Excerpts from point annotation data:
○ ○ ○ ○ ○ ○ ○

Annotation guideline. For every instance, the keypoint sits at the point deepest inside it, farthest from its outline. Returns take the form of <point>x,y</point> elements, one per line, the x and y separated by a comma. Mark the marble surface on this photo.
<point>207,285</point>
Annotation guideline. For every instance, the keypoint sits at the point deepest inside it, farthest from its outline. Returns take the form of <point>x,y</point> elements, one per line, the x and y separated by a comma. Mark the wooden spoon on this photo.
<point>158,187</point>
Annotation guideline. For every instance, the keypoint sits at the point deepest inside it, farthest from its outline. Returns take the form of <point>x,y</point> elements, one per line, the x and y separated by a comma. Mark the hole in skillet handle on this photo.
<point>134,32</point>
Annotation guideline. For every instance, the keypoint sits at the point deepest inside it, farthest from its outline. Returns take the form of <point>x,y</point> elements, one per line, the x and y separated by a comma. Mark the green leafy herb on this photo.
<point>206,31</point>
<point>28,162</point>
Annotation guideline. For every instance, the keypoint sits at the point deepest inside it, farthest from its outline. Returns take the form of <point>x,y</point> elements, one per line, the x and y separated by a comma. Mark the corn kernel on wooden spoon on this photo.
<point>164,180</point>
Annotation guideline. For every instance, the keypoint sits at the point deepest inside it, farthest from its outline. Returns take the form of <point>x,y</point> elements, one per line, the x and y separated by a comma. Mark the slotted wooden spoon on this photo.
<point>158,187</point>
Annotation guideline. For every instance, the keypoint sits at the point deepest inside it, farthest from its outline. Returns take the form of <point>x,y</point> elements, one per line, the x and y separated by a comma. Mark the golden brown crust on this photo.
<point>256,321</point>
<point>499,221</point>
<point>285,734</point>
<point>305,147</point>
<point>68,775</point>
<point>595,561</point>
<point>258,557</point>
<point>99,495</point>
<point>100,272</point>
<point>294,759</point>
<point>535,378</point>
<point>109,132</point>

○ ○ ○ ○ ○ ○ ○

** Prompt **
Edit the records above so that "wooden spoon" becomes "bamboo spoon" everywhere it appears, leaving everything else unchanged.

** Response **
Annotation guideline. For every instance, the keypoint sits at the point deepest inside it, farthest from its outline. Returns take the form of <point>x,y</point> elements, one per line, the x and y separated by a comma. Mark the marble surface on this photo.
<point>207,285</point>
Annotation guideline. For every instance, the keypoint sits at the point deepest inside it, farthest from its outline. Returns take the form of <point>x,y</point> elements, one per line, the x and y separated by a comma. Mark the bamboo spoon on this photo.
<point>158,187</point>
Annotation guideline. For every instance, the keypoint sits at the point deepest inside it, farthest from its outline. Returns take the form of <point>x,y</point> elements, one per line, the x and y separated by a comma. Mark the hole in skillet handle on this photo.
<point>134,32</point>
Annotation guideline. For every instance, the keypoint sits at the point deepest inside it, farthest from its outline. Returns take the form of <point>x,y</point> elements, one per line, the x and y separated by a comma. Mark the green leafy herb on this photo.
<point>206,31</point>
<point>28,162</point>
Annotation guideline. For every instance, the keypoint sits at the point deepest inside it, farthest from its outline. Returns take the form of <point>x,y</point> elements, one per line, the x and y separated by a comma. Mark the corn kernel on bamboo spoon on this photo.
<point>164,180</point>
Annotation guideline. For every instance, the keypoint sits at the point deepest inside it, farthest from its outline. Returns take the form of <point>x,y</point> elements, one per line, the x and y separated by a comma. Mark the slotted bamboo spoon on this photo.
<point>158,187</point>
Annotation guideline. For every instance, the keypoint sits at the point deepest inside it, farthest from its outline. Returns take the form of <point>x,y</point> elements, one per line, the x and y separated by a comma. Mark the golden brown crust on this photo.
<point>256,321</point>
<point>499,221</point>
<point>285,734</point>
<point>305,147</point>
<point>68,775</point>
<point>595,561</point>
<point>258,557</point>
<point>99,495</point>
<point>100,272</point>
<point>294,759</point>
<point>535,378</point>
<point>109,132</point>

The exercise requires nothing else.